■ TASK GOAL
Count the lines below that contain "bridge". Give only the number.
↓↓↓
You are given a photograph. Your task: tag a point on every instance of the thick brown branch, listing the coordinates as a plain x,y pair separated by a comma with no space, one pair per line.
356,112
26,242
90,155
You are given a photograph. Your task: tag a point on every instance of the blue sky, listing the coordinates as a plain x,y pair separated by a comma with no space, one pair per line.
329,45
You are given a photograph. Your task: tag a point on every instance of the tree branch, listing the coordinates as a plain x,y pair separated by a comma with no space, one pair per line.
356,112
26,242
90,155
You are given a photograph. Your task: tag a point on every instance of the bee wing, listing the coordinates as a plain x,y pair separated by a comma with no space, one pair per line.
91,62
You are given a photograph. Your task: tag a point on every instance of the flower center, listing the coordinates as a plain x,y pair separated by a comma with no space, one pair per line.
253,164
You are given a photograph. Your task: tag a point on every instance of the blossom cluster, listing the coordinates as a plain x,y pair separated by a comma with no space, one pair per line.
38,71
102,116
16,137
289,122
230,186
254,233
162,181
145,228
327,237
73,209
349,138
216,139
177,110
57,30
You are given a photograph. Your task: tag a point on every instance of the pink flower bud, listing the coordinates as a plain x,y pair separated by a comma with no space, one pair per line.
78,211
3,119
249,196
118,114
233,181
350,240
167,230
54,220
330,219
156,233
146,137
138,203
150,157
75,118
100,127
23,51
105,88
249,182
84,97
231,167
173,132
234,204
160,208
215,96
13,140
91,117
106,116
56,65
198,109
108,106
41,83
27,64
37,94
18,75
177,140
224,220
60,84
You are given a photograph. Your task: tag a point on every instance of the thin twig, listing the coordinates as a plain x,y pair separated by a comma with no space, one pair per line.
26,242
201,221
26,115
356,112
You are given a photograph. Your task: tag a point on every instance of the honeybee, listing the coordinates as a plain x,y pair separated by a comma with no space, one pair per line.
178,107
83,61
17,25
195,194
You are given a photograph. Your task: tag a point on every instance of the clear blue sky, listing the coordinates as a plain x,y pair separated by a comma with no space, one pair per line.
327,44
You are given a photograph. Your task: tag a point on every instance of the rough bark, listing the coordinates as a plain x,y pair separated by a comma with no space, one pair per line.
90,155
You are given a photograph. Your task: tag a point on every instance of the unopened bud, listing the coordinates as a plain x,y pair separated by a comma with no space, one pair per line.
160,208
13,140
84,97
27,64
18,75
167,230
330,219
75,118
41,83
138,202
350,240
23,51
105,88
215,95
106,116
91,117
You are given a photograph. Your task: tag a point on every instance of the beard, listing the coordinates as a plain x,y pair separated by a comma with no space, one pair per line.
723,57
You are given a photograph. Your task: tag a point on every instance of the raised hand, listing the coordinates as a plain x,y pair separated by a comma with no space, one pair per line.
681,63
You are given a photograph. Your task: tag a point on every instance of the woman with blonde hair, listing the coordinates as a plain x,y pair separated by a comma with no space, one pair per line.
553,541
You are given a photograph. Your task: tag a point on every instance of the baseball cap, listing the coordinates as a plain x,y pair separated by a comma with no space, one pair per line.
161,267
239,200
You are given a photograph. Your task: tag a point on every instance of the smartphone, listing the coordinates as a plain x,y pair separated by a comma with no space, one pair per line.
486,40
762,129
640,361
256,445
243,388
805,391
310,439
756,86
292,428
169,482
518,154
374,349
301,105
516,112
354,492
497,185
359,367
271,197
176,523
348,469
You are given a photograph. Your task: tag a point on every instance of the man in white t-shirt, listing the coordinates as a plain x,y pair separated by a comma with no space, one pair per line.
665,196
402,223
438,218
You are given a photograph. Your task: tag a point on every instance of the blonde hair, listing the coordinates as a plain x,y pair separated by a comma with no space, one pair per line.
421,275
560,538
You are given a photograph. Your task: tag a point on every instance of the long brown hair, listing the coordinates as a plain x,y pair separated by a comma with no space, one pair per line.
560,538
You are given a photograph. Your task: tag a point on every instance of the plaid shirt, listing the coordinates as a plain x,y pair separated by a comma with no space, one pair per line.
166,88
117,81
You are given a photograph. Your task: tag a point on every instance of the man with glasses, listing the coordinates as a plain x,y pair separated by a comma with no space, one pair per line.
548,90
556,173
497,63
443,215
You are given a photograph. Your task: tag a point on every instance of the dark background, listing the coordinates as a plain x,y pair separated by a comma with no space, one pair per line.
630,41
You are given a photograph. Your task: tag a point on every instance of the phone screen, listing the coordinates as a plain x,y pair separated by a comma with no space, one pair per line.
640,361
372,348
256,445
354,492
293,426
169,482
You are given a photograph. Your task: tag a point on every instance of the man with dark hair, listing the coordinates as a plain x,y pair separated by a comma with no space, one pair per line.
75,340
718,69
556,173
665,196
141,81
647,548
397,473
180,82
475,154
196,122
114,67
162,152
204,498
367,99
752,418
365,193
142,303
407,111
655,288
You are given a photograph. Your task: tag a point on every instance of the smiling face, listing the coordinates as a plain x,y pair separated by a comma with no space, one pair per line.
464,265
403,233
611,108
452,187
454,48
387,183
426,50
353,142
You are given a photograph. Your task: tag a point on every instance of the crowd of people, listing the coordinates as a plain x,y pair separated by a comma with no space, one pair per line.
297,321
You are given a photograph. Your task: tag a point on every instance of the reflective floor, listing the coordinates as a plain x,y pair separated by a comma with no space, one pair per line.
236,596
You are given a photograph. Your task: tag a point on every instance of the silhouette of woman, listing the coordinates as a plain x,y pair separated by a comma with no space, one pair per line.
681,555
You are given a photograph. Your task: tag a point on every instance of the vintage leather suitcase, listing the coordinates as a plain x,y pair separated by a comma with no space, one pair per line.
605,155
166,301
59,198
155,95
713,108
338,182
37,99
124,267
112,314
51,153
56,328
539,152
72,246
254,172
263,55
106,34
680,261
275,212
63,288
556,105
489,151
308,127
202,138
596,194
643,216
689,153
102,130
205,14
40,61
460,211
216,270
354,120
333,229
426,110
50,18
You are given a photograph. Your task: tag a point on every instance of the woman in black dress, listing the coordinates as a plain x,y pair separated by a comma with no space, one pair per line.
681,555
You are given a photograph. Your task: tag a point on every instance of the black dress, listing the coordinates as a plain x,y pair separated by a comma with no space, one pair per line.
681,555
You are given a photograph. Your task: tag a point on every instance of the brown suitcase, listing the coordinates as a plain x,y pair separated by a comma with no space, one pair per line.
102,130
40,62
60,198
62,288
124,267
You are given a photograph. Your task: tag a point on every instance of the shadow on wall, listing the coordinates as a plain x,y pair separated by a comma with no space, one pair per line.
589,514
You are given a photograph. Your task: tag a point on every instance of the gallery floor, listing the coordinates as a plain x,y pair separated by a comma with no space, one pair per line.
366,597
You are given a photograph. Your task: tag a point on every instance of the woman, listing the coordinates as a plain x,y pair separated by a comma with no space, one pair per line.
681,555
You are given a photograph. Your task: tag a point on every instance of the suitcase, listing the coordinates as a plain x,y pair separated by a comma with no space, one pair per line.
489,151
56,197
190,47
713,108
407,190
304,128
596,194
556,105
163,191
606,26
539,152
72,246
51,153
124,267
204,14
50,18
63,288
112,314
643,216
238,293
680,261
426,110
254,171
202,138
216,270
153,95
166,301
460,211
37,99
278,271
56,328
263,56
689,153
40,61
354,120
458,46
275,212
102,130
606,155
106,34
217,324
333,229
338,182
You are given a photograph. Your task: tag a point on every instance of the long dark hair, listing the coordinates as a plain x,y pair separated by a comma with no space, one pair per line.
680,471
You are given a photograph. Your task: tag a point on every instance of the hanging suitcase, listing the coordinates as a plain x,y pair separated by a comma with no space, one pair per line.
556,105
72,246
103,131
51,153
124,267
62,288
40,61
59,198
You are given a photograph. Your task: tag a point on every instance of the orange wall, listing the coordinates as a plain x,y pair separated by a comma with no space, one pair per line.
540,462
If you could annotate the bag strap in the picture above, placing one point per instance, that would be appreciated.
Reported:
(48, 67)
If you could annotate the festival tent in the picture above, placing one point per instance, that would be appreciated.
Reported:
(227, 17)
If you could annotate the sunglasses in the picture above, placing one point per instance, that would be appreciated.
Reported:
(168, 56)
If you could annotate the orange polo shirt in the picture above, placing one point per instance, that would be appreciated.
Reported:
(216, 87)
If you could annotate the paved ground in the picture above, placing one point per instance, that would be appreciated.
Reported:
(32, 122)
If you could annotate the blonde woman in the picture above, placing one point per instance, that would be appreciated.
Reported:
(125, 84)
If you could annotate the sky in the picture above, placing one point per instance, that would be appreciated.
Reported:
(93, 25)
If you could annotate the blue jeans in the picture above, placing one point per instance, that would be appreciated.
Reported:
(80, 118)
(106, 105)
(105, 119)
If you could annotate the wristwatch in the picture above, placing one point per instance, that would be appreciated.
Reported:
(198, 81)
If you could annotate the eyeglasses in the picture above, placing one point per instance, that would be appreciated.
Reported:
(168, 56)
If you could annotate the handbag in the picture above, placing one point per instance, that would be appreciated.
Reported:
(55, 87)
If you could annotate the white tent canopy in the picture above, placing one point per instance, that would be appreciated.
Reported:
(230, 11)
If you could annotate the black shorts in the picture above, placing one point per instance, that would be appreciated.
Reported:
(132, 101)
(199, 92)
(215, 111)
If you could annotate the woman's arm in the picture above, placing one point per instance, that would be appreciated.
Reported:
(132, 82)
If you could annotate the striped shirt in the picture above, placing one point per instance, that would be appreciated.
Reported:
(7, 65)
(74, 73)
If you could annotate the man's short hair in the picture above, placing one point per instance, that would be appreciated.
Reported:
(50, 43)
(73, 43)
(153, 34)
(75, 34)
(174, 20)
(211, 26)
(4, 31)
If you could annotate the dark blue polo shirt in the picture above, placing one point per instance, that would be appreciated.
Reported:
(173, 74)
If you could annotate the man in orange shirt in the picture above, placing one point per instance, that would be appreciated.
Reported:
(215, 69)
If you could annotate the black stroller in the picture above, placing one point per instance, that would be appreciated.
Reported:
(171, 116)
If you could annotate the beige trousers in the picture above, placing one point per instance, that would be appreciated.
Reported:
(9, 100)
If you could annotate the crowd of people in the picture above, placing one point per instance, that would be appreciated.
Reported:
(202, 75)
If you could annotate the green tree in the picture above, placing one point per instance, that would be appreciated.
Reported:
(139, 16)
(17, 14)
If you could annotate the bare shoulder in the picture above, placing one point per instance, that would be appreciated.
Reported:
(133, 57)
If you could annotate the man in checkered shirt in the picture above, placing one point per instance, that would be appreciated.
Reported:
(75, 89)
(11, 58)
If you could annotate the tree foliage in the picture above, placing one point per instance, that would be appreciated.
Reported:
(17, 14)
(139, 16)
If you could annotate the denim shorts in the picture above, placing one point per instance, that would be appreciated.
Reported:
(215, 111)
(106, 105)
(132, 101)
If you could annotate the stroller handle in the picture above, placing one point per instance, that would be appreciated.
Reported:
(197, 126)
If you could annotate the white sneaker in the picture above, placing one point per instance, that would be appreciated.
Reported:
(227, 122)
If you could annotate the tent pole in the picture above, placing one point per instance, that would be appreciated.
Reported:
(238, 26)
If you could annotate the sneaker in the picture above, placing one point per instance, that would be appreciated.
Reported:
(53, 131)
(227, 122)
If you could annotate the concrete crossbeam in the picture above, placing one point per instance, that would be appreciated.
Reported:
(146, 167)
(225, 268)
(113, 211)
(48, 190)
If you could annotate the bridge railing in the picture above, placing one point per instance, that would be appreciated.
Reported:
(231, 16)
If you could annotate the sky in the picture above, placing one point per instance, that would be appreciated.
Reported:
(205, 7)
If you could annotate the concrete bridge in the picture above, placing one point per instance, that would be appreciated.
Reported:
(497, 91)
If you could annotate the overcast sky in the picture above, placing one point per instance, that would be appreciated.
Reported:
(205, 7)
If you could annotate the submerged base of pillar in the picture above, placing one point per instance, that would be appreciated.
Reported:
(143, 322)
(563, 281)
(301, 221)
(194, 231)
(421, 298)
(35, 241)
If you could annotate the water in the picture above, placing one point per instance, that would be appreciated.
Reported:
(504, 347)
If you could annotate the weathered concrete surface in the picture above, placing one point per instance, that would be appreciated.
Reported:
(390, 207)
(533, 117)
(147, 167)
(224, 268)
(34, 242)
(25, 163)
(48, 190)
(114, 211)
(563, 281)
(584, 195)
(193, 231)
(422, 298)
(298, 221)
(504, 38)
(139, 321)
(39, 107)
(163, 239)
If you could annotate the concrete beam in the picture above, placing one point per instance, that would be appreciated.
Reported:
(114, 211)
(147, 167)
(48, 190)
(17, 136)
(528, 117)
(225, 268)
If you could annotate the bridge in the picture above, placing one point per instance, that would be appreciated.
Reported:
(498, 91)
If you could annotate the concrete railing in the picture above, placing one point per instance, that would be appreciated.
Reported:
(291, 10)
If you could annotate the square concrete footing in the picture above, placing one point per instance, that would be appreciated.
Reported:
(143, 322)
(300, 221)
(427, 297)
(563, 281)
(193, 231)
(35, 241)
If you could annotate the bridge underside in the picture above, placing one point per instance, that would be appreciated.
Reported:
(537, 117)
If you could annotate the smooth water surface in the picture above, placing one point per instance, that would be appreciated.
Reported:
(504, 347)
↑↑↑
■ ANSWER BELOW
4